--- RECORDS SHOWN ---

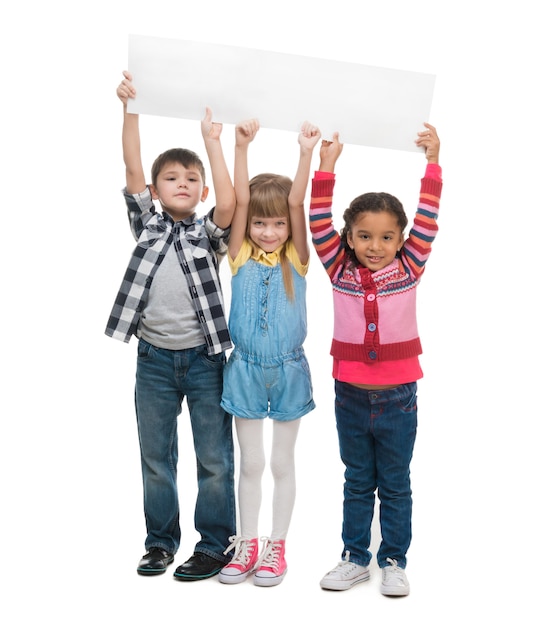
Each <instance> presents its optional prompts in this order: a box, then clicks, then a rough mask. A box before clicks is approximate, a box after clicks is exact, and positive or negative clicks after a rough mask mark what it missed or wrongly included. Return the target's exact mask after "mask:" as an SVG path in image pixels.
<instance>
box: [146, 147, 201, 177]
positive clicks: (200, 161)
mask: <svg viewBox="0 0 558 626" xmlns="http://www.w3.org/2000/svg"><path fill="white" fill-rule="evenodd" d="M167 163H180V165H182V166H183V167H184V168H186V169H189V168H195V169H197V170H199V172H200V175H201V177H202V183H203V184H204V185H205V168H204V166H203V162H202V160H201V159H200V157H199V156H198V155H197V154H196V153H195V152H192V150H187V149H186V148H171V149H170V150H165V152H163V153H162V154H160V155H159V156H158V157H157V158H156V159H155V161H153V165H152V166H151V182H152V184H153V185H155V186H157V176H159V174H160V172H161V170H162V169H163V167H164V166H165V165H167Z"/></svg>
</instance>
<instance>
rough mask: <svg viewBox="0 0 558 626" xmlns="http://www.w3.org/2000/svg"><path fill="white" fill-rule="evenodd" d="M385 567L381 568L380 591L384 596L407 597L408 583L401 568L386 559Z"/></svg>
mask: <svg viewBox="0 0 558 626" xmlns="http://www.w3.org/2000/svg"><path fill="white" fill-rule="evenodd" d="M388 563H390V565H388V566H387V567H384V568H382V584H381V586H380V591H381V592H382V593H383V594H384V596H408V595H409V591H410V589H409V581H408V580H407V575H406V574H405V570H404V569H403V568H402V567H399V566H398V565H397V561H396V560H395V559H388Z"/></svg>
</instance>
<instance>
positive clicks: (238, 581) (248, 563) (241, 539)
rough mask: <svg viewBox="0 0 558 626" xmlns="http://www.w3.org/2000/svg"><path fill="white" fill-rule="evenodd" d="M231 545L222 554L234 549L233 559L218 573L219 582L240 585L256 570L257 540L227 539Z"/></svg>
mask: <svg viewBox="0 0 558 626" xmlns="http://www.w3.org/2000/svg"><path fill="white" fill-rule="evenodd" d="M229 541H230V542H231V545H230V546H229V547H228V548H227V549H226V550H225V552H224V553H223V554H227V553H228V552H230V551H231V550H233V549H234V557H233V558H232V560H231V561H230V562H229V563H228V564H227V565H226V566H225V567H224V568H223V569H222V570H221V571H220V572H219V582H222V583H228V584H233V585H234V584H235V583H242V582H244V581H245V580H246V578H247V577H248V576H249V575H250V574H251V573H252V572H253V571H254V569H255V568H256V563H257V561H258V540H257V539H246V538H244V537H237V536H236V535H235V536H233V537H229Z"/></svg>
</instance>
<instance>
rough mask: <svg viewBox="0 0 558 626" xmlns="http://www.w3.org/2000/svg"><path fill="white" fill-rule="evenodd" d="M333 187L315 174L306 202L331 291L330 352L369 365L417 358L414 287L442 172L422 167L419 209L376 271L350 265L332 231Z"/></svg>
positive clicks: (363, 267) (325, 176)
mask: <svg viewBox="0 0 558 626" xmlns="http://www.w3.org/2000/svg"><path fill="white" fill-rule="evenodd" d="M334 185H335V176H334V175H333V174H331V175H328V174H326V173H323V172H321V173H320V176H315V177H314V179H313V181H312V197H311V202H310V231H311V233H312V242H313V244H314V247H315V249H316V252H317V253H318V256H319V257H320V261H321V262H322V264H323V266H324V268H325V270H326V272H327V273H328V276H329V278H330V280H331V284H332V287H333V305H334V325H333V341H332V344H331V354H332V355H333V356H334V357H335V358H336V359H340V360H345V361H360V362H363V363H369V364H374V363H377V362H380V361H396V360H400V359H408V358H411V357H416V356H418V355H419V354H420V353H421V352H422V348H421V344H420V338H419V333H418V327H417V319H416V287H417V285H418V283H419V281H420V278H421V276H422V274H423V272H424V266H425V263H426V261H427V259H428V257H429V255H430V251H431V247H432V242H433V240H434V237H435V236H436V233H437V230H438V226H437V223H436V220H437V217H438V209H439V203H440V195H441V191H442V180H441V169H440V167H439V166H438V165H435V164H429V165H427V168H426V174H425V177H424V178H423V179H422V181H421V189H420V198H419V204H418V209H417V212H416V215H415V218H414V222H413V225H412V228H411V230H410V233H409V237H408V238H407V239H406V241H405V243H404V245H403V247H402V249H401V253H400V257H399V256H398V257H396V258H395V259H394V260H393V262H392V263H390V265H388V266H387V267H385V268H383V269H381V270H379V271H377V272H371V271H370V270H369V269H367V268H365V267H363V266H361V265H356V266H355V264H354V262H353V261H352V260H351V258H350V256H349V255H348V254H347V253H346V251H345V248H344V246H343V243H342V241H341V238H340V236H339V233H338V232H337V231H335V230H334V228H333V220H332V213H331V207H332V199H333V188H334Z"/></svg>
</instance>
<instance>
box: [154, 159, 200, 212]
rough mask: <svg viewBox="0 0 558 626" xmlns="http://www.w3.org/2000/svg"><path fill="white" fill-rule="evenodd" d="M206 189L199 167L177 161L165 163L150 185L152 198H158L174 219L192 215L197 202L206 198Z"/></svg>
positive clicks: (162, 205) (159, 200) (198, 202)
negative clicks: (186, 166)
mask: <svg viewBox="0 0 558 626" xmlns="http://www.w3.org/2000/svg"><path fill="white" fill-rule="evenodd" d="M208 191H209V190H208V188H207V187H206V186H205V185H204V182H203V178H202V174H201V172H200V171H199V169H197V168H196V167H195V166H190V167H184V165H182V164H180V163H178V162H169V163H166V164H165V165H164V166H163V167H162V168H161V171H160V172H159V173H158V175H157V180H156V182H155V184H154V185H152V187H151V193H152V196H153V199H154V200H159V202H160V203H161V206H162V208H163V209H164V210H165V211H166V212H167V213H168V214H169V215H170V216H171V217H172V218H173V220H175V221H179V220H182V219H184V218H186V217H189V216H190V215H192V214H193V213H194V212H195V210H196V207H197V206H198V204H199V203H200V202H203V201H204V200H205V199H206V198H207V194H208Z"/></svg>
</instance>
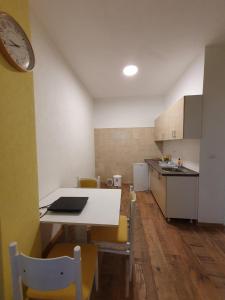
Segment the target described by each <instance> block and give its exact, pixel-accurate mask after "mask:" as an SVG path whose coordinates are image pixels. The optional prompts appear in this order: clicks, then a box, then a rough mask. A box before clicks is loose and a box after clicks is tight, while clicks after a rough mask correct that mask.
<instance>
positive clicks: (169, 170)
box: [162, 167, 183, 173]
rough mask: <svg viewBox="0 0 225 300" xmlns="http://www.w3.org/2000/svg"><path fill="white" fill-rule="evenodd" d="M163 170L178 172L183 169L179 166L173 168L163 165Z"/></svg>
mask: <svg viewBox="0 0 225 300" xmlns="http://www.w3.org/2000/svg"><path fill="white" fill-rule="evenodd" d="M162 169H163V171H167V172H177V173H182V172H183V171H182V169H179V168H173V167H162Z"/></svg>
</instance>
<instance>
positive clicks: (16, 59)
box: [0, 12, 35, 72]
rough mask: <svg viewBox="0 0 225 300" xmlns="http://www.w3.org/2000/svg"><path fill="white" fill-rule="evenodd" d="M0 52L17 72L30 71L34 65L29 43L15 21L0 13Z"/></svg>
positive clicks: (12, 18) (8, 15)
mask: <svg viewBox="0 0 225 300" xmlns="http://www.w3.org/2000/svg"><path fill="white" fill-rule="evenodd" d="M0 51H1V52H2V54H3V55H4V57H5V58H6V60H7V61H8V62H9V63H10V64H11V65H12V66H13V67H14V68H16V69H17V70H18V71H22V72H27V71H31V70H32V69H33V68H34V65H35V58H34V51H33V49H32V46H31V43H30V41H29V39H28V37H27V35H26V33H25V32H24V30H23V29H22V27H21V26H20V25H19V24H18V23H17V22H16V20H15V19H14V18H13V17H11V16H10V15H8V14H7V13H5V12H0Z"/></svg>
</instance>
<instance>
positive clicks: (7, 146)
mask: <svg viewBox="0 0 225 300" xmlns="http://www.w3.org/2000/svg"><path fill="white" fill-rule="evenodd" d="M0 10H3V11H6V12H8V13H10V14H11V15H12V16H14V17H15V19H16V20H17V21H18V22H19V23H20V24H21V25H22V27H23V28H24V29H25V31H26V32H27V33H28V34H30V32H29V31H30V29H29V28H30V27H29V6H28V0H0ZM33 95H34V93H33V77H32V73H20V72H18V71H16V70H15V69H13V68H12V67H10V66H9V65H8V63H7V62H6V61H5V60H4V58H3V57H2V55H0V224H1V228H0V230H1V235H0V238H1V241H0V245H1V249H0V256H1V257H0V260H1V261H0V267H1V265H3V286H4V296H3V297H4V298H3V299H4V300H10V299H11V282H10V269H9V257H8V244H9V242H11V241H14V240H15V241H18V244H19V249H21V250H22V251H23V252H24V253H26V254H29V253H31V254H33V255H39V253H40V239H39V233H38V232H39V212H38V185H37V163H36V144H35V122H34V96H33ZM0 278H1V276H0ZM1 285H2V283H0V288H1ZM0 297H1V299H2V296H1V292H0Z"/></svg>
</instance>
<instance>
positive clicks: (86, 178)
mask: <svg viewBox="0 0 225 300" xmlns="http://www.w3.org/2000/svg"><path fill="white" fill-rule="evenodd" d="M80 187H81V188H97V181H96V180H95V179H91V178H82V179H80Z"/></svg>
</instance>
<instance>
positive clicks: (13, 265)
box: [9, 242, 97, 300]
mask: <svg viewBox="0 0 225 300" xmlns="http://www.w3.org/2000/svg"><path fill="white" fill-rule="evenodd" d="M93 246H94V245H84V246H75V247H74V245H72V244H56V245H55V246H54V247H53V249H52V250H51V251H50V254H49V256H48V258H46V259H42V258H33V257H29V256H26V255H24V254H22V253H18V251H17V243H16V242H13V243H11V244H10V245H9V254H10V261H11V273H12V284H13V300H22V299H23V292H22V283H23V284H24V285H25V286H27V287H28V289H27V293H26V296H27V297H28V299H54V300H59V299H60V300H61V299H67V300H75V299H76V300H83V299H85V300H88V299H89V297H90V293H91V289H92V285H93V279H94V274H95V272H96V273H97V269H96V267H97V249H96V247H95V246H94V247H93ZM58 255H63V256H61V257H58ZM71 256H72V257H71ZM96 276H97V275H96ZM96 280H97V278H96Z"/></svg>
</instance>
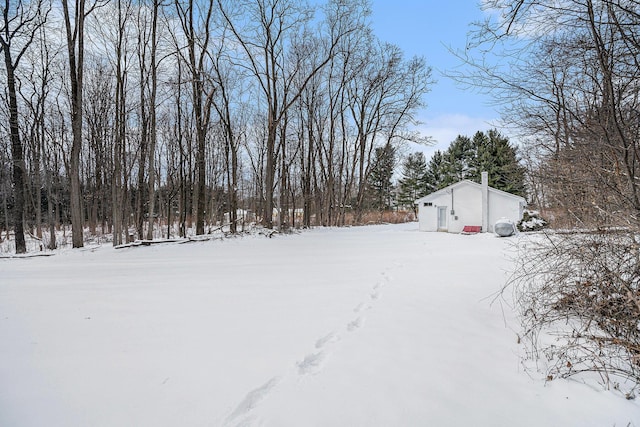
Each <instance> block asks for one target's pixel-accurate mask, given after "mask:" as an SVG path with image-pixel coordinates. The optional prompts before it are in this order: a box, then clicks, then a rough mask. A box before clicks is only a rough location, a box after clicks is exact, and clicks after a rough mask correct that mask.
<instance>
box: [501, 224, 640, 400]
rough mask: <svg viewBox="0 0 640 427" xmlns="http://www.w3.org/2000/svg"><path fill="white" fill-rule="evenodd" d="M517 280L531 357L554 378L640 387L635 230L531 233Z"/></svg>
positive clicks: (639, 282)
mask: <svg viewBox="0 0 640 427" xmlns="http://www.w3.org/2000/svg"><path fill="white" fill-rule="evenodd" d="M519 250H520V254H519V261H518V263H517V266H518V269H517V271H516V273H514V276H513V278H512V280H511V281H510V285H512V286H513V290H514V291H515V299H516V304H517V306H518V310H519V311H520V314H521V320H522V326H523V338H524V339H525V342H526V343H528V344H529V346H528V350H529V351H528V355H529V356H530V357H531V358H532V359H535V360H536V362H537V366H538V367H540V366H543V367H544V369H545V370H546V373H545V374H546V378H547V379H553V378H555V377H558V376H559V377H570V376H574V375H578V374H584V373H586V372H591V373H594V372H595V373H597V374H598V375H599V378H600V380H601V383H602V384H603V385H605V386H606V387H607V388H617V389H622V386H623V385H624V387H625V388H626V391H625V394H626V396H627V398H633V397H634V390H636V389H637V388H638V385H639V384H640V322H639V319H640V258H639V256H640V244H639V240H638V236H637V235H636V234H635V233H630V232H620V231H617V232H616V231H599V232H594V233H581V234H559V233H555V234H551V233H545V234H544V235H535V236H531V238H530V239H527V240H525V241H524V242H522V243H521V244H520V245H519Z"/></svg>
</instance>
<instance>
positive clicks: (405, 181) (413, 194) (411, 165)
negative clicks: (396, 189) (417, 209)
mask: <svg viewBox="0 0 640 427" xmlns="http://www.w3.org/2000/svg"><path fill="white" fill-rule="evenodd" d="M430 192H431V189H430V186H429V185H428V182H427V162H426V160H425V158H424V154H423V153H421V152H417V153H413V154H410V155H409V156H408V157H407V158H406V159H405V161H404V163H403V164H402V178H400V180H399V181H398V205H399V206H403V207H411V209H413V211H414V213H415V214H416V215H417V207H416V205H415V204H414V202H415V200H416V199H419V198H420V197H422V196H425V195H427V194H429V193H430Z"/></svg>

---

▶ [WHAT THE EXERCISE ASKS] May I have only the lines from the start of the data through the line containing "box: [146, 147, 201, 177]", both included, reproduced exactly and without the pictures?

▶ [RESULT OF THE EXERCISE]
Each <instance> presents its optional prompts in this order: a box, then clicks, then a rough mask. A box before clicks is approximate, a box after clicks is exact, and positive or negative clicks after a rough mask mark what it missed or wrongly included. Return the target's exact mask after "mask:" as an SVG path in image pixels.
<instance>
box: [146, 147, 201, 177]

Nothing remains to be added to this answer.